SERIE DI ESERCIZI:
[A] Secondo il brano sui meme, chi ha coniato il termine "meme"?
[B] Riporta fedelmente il tratto del brano sui meme che va da "Meme e arte" fino a "di questo fenomeno.".

BRANO:
Meme e arte contemporanea: Da Jerry Gogosian a Giulio Alvigini
Cos’è un meme
Di base, un meme è un elemento culturale replicabile e trasmissibile per imitazione tra gli individui attraverso diversi strumenti di comunicazione. Il termine viene coniato da Richard Dawkins negli Anni ’70 per spiegare l’evoluzione culturale umana. Il termine “meme” indica inoltre, nel contesto contemporaneo, immagini, GIF, video o frasi, che si propagano attraverso Internet diventando famosi. Parte integrante del linguaggio contemporaneo, i meme digitali sono contenuti virali replicati a tal punto da monopolizzare l’attenzione degli utenti web, e se consideriamo che attualmente sono circa 4 miliardi gli individui che hanno accesso a Internet, possiamo ben immaginare la portata di questo fenomeno.

ESTRATTO DEI DATI:

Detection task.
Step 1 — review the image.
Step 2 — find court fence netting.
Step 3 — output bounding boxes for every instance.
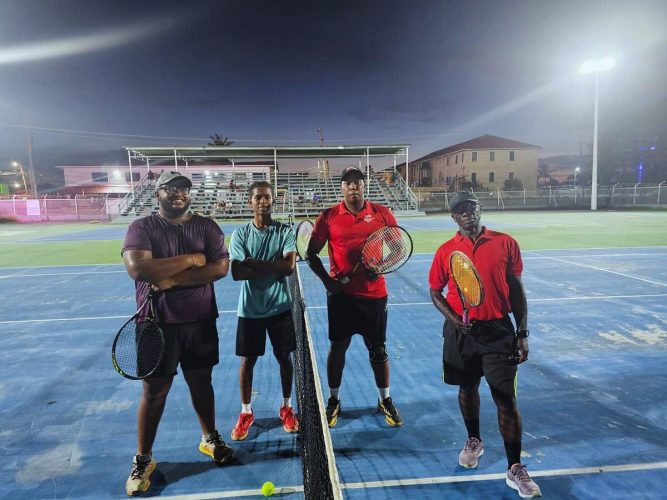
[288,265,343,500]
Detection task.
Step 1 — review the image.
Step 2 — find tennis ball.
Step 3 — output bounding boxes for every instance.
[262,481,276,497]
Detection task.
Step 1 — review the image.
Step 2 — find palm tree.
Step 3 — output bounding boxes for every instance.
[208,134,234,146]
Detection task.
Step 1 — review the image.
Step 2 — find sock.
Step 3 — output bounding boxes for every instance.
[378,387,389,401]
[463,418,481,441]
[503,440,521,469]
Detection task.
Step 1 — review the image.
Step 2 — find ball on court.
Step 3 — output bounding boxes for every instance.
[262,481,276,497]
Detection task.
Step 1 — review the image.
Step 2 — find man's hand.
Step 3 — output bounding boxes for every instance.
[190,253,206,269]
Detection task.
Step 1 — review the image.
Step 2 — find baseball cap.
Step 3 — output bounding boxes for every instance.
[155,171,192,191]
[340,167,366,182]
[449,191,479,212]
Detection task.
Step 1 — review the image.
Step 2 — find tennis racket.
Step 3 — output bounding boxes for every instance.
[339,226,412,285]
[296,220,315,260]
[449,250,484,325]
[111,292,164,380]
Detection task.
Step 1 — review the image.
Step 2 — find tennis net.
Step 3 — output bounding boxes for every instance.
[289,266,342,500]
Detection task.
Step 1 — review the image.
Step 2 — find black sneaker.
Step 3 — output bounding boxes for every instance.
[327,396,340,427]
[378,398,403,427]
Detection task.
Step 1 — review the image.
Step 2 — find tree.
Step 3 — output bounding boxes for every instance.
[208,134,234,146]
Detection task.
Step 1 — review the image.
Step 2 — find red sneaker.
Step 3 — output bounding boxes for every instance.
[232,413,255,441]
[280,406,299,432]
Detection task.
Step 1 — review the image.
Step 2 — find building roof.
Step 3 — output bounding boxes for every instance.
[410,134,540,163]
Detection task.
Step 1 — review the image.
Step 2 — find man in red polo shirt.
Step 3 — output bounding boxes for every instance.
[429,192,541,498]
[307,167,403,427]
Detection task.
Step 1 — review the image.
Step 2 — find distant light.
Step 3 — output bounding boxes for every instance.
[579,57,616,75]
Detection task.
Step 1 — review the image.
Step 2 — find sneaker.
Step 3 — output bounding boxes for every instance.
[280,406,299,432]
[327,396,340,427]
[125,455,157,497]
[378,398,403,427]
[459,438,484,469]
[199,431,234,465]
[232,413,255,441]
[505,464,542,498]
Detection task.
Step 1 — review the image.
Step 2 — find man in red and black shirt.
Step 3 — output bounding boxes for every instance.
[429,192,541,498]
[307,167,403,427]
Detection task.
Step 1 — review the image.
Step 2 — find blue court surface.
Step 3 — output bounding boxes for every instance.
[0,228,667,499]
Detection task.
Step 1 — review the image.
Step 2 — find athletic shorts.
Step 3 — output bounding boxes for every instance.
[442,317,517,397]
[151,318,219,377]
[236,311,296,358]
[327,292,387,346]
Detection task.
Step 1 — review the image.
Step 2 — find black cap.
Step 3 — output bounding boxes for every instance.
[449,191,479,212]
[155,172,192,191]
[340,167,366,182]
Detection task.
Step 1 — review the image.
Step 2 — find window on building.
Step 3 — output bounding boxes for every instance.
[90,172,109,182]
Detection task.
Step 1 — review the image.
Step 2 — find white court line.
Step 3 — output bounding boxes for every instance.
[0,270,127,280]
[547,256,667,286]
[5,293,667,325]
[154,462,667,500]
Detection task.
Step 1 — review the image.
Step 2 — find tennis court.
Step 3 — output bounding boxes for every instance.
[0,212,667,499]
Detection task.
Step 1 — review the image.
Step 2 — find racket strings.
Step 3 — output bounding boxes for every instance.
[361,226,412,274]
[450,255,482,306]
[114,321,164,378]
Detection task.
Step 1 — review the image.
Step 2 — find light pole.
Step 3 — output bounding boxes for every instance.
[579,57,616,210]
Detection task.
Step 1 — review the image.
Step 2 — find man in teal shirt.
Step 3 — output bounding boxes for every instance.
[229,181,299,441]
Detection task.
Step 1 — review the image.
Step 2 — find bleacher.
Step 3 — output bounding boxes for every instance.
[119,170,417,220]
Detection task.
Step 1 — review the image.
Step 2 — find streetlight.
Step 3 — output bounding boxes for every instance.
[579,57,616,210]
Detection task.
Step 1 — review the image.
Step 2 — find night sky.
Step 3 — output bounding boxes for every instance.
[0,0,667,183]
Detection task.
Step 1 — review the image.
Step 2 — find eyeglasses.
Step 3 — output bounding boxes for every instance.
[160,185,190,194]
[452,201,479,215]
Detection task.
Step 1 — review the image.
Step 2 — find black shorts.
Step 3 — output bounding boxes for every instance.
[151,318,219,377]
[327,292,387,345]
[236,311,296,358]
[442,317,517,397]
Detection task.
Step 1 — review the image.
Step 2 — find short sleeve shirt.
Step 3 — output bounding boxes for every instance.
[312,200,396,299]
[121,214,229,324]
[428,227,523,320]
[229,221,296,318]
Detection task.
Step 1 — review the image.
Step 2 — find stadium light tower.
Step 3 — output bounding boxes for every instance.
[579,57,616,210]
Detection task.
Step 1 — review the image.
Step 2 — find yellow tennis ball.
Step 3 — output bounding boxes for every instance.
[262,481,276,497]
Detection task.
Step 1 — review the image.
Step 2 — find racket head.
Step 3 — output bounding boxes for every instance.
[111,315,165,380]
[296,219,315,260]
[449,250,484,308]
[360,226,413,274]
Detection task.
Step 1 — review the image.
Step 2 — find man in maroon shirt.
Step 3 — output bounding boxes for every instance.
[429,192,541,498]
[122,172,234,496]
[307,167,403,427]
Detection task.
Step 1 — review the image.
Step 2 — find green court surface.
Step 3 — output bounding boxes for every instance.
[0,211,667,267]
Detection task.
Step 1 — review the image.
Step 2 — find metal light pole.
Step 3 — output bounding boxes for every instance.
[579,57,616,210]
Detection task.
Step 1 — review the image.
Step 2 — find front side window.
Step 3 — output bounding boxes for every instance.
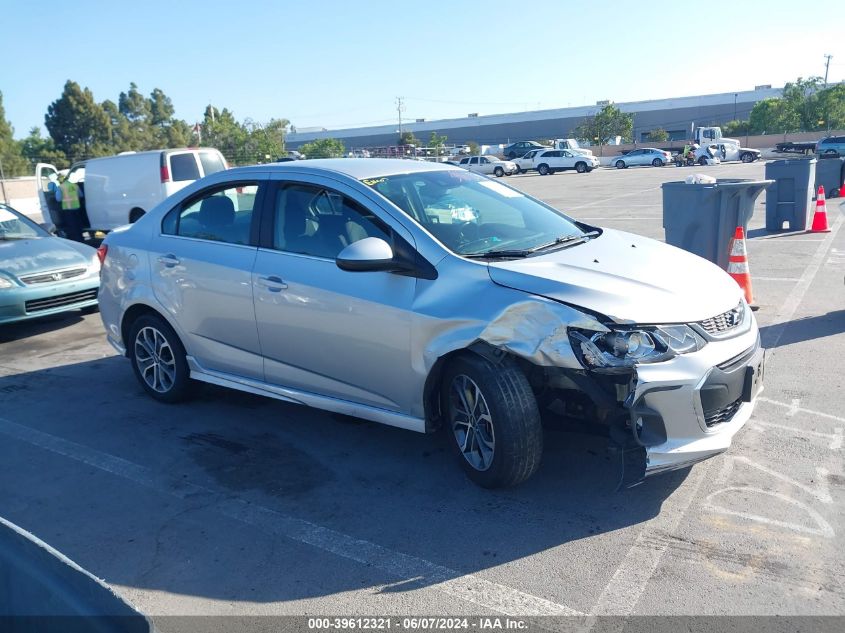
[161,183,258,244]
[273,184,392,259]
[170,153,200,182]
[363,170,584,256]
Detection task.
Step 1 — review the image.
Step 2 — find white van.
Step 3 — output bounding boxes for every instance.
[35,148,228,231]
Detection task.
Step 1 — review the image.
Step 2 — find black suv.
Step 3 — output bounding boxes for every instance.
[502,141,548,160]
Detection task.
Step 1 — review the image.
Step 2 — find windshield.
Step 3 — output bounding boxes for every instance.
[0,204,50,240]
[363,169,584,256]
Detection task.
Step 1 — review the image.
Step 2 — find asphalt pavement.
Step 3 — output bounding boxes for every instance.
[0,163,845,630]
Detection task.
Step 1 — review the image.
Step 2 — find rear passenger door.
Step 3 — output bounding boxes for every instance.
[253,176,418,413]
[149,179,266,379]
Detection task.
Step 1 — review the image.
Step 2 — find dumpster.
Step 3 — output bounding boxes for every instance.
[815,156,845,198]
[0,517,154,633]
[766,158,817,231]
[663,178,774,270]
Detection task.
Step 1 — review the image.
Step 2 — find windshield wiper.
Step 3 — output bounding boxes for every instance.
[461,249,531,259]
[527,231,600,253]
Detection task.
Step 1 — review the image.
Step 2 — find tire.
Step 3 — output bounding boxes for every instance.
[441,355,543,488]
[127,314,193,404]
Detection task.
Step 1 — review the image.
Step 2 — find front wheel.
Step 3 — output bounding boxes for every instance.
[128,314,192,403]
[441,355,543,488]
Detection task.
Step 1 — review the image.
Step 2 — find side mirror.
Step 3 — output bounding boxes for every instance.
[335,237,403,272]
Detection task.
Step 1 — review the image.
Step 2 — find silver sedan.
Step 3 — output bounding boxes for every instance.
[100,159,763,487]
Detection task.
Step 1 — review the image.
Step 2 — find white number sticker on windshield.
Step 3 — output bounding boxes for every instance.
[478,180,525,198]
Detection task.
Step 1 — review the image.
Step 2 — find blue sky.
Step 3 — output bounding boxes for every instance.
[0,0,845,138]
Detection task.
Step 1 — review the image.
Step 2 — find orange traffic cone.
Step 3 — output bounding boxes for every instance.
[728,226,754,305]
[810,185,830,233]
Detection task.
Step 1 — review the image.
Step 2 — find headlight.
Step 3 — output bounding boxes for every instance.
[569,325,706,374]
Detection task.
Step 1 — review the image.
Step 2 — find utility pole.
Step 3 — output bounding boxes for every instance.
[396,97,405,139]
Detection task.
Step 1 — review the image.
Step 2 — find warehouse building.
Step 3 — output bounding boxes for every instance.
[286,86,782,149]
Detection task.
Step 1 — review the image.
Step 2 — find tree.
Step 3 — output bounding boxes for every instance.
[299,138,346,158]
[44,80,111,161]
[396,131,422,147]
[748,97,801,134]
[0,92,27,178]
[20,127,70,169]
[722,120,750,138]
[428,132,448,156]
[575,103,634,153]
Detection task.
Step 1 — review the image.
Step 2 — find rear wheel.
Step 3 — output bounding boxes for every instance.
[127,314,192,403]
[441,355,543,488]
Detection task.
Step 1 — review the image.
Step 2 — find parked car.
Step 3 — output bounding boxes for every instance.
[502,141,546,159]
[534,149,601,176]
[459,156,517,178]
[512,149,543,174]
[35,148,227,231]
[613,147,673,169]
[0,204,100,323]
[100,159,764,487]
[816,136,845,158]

* * *

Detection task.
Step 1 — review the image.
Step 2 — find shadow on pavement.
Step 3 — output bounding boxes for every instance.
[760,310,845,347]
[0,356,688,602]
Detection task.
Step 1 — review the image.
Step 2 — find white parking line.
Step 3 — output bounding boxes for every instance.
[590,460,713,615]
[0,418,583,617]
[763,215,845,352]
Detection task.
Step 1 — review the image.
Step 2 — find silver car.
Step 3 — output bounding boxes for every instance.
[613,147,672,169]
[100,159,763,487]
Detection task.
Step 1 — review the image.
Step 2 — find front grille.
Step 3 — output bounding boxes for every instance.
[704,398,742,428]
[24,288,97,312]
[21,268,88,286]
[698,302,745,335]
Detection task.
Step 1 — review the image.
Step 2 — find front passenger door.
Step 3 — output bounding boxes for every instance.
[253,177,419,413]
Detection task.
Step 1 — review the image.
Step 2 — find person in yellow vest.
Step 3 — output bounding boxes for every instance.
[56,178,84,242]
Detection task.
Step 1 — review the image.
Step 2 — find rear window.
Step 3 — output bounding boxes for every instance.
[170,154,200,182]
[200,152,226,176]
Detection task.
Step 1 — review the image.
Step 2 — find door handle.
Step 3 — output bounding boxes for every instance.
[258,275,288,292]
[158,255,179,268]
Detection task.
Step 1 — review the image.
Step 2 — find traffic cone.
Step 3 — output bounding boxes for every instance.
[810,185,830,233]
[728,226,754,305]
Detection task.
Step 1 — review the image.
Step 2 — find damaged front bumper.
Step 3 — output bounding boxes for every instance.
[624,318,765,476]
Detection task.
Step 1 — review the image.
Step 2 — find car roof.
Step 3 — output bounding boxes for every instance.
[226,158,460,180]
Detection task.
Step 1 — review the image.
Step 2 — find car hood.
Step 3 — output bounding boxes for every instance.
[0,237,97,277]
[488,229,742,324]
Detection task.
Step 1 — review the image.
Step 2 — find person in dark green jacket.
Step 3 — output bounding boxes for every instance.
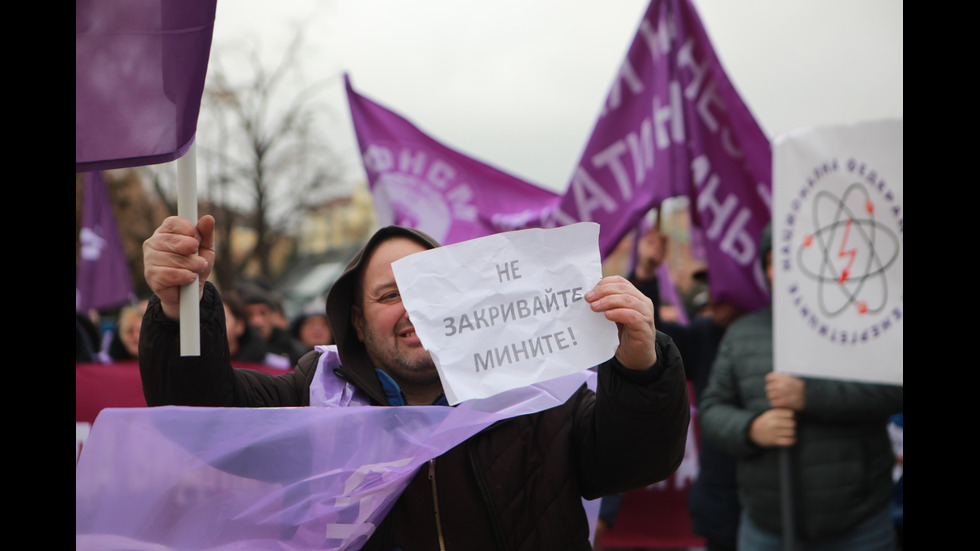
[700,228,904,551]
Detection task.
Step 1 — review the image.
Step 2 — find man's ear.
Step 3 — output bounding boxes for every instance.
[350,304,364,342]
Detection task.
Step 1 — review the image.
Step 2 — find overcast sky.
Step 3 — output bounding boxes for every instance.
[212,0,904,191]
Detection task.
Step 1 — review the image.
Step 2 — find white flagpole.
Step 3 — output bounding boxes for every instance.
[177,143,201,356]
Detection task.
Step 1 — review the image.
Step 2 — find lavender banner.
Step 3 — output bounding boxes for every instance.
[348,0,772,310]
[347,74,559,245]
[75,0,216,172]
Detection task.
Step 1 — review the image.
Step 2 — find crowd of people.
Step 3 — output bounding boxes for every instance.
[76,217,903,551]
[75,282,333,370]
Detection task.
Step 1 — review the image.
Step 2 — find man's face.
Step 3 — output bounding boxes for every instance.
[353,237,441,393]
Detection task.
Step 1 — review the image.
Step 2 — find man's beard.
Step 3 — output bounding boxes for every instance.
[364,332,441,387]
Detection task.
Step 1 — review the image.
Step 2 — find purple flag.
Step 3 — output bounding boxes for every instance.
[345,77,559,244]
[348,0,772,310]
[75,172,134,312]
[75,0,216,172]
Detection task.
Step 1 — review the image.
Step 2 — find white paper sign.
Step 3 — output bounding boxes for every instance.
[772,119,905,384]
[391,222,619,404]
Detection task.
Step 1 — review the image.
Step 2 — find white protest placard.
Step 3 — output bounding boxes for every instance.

ELENCO DELLE RISPOSTE:
[A] Richard Dawkins.

[B]
Meme e arte contemporanea: Da Jerry Gogosian a Giulio Alvigini
Cos’è un meme
Di base, un meme è un elemento culturale replicabile e trasmissibile per imitazione tra gli individui attraverso diversi strumenti di comunicazione. Il termine viene coniato da Richard Dawkins negli Anni ’70 per spiegare l’evoluzione culturale umana. Il termine “meme” indica inoltre, nel contesto contemporaneo, immagini, GIF, video o frasi, che si propagano attraverso Internet diventando famosi. Parte integrante del linguaggio contemporaneo, i meme digitali sono contenuti virali replicati a tal punto da monopolizzare l’attenzione degli utenti web, e se consideriamo che attualmente sono circa 4 miliardi gli individui che hanno accesso a Internet, possiamo ben immaginare la portata di questo fenomeno.